Task instructions - Copy out word for word the items from the line that contains "Note to the class: find the seagull" through the last line of the items, both ends included.

------ Dataset entries

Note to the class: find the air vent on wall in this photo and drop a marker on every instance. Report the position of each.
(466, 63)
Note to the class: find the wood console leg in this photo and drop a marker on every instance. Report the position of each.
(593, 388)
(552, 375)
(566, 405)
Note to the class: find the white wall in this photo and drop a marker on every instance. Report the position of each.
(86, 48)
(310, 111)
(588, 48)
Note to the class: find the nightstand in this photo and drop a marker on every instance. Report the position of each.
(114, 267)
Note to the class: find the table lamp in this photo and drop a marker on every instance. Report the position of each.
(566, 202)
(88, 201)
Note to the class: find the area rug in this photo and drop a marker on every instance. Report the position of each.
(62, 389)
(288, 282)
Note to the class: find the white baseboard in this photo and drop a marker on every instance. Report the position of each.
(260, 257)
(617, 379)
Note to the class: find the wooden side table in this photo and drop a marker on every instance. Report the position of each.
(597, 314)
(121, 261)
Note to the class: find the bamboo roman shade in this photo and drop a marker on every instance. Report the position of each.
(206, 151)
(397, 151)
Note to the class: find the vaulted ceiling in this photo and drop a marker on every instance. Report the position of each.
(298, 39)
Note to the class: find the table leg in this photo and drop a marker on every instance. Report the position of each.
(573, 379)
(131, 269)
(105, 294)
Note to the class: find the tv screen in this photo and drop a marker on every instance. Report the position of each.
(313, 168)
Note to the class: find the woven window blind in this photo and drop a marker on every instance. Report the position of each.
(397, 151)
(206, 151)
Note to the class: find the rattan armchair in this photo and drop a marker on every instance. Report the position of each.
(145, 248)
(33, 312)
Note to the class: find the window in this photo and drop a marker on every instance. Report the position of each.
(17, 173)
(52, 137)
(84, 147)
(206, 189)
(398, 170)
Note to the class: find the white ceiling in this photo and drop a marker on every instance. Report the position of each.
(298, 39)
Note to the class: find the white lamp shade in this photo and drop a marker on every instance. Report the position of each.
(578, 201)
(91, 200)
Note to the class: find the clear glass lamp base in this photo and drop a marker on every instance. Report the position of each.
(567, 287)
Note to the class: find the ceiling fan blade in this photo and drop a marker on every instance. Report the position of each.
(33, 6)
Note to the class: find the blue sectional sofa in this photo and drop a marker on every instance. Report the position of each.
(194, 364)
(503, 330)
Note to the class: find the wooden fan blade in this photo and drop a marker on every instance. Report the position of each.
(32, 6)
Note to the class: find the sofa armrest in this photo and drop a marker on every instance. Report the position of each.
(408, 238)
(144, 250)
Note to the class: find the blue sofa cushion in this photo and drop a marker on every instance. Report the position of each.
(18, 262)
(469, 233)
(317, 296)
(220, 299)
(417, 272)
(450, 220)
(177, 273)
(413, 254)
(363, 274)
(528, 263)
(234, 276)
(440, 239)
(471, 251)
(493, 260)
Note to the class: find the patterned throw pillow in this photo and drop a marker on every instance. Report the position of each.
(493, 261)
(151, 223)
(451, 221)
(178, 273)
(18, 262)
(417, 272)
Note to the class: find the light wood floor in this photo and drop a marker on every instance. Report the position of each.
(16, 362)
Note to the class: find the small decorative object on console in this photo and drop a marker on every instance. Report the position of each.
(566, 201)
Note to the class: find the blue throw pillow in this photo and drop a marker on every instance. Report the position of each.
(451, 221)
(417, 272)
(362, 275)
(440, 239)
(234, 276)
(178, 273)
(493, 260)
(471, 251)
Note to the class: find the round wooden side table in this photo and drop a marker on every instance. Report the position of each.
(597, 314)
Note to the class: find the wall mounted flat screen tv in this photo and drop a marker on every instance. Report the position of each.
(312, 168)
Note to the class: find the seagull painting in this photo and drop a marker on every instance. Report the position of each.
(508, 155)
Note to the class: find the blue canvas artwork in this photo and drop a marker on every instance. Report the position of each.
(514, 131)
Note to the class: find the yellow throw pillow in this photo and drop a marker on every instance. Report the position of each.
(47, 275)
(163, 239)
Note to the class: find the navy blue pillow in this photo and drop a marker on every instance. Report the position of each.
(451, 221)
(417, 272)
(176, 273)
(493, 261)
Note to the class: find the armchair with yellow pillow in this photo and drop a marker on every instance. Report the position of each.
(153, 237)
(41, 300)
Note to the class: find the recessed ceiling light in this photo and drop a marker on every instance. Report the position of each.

------------

Written response -
Note to the class: find the seagull painting in this photo and drop a marker on every instance. Report the position of each.
(508, 155)
Note to the class: find the blue canvas artwork in this photo and drop a marker on every instance. Report the position of each.
(514, 131)
Note to the class: find the yellow throw pillow in this photo and drop a marker on every instance. Report the position of each.
(47, 275)
(163, 239)
Note to the class: find the navy blue pillow in this photo and drop a marker on every instance. Report the position of each.
(451, 221)
(417, 272)
(176, 273)
(493, 261)
Note to the class: find the armchair with yellow pillow in this photo and drop a marker on every instance. Report the position of each.
(153, 237)
(41, 300)
Note to the class: find the recessed ceiling light in this photo and drop a marker on every instance. Report the position of each.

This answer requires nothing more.